EXERCISE DETAILS :: Copy out all of the records below, swapping every "Detections" for "Findings" and leaving everything else unchanged.

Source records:
━━━━━━━━━━━━━━━━
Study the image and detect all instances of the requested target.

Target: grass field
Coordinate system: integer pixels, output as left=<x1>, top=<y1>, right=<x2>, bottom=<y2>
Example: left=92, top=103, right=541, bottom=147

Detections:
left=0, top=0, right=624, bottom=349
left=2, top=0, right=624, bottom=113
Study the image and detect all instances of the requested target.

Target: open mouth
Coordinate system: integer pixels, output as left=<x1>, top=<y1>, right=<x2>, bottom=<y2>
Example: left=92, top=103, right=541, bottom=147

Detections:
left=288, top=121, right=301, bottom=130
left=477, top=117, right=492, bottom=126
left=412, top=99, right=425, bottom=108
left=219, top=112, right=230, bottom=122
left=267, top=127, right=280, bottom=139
━━━━━━━━━━━━━━━━
FULL RESPONSE ::
Study the image and detect all instances of the requested target.

Target: grass field
Coordinate system: integer pixels, output as left=<x1>, top=<y1>, right=<x2>, bottom=<y2>
Example: left=92, top=103, right=541, bottom=147

Findings:
left=0, top=0, right=624, bottom=349
left=2, top=0, right=624, bottom=113
Study the image and detect all instances of the requested target.

Target: open mouth
Coordinate system: integer pixels, output as left=<x1>, top=<y1>, right=<x2>, bottom=<y2>
Example: left=92, top=103, right=541, bottom=147

Findings:
left=288, top=121, right=301, bottom=130
left=477, top=117, right=492, bottom=126
left=412, top=99, right=425, bottom=108
left=219, top=112, right=230, bottom=122
left=267, top=127, right=280, bottom=139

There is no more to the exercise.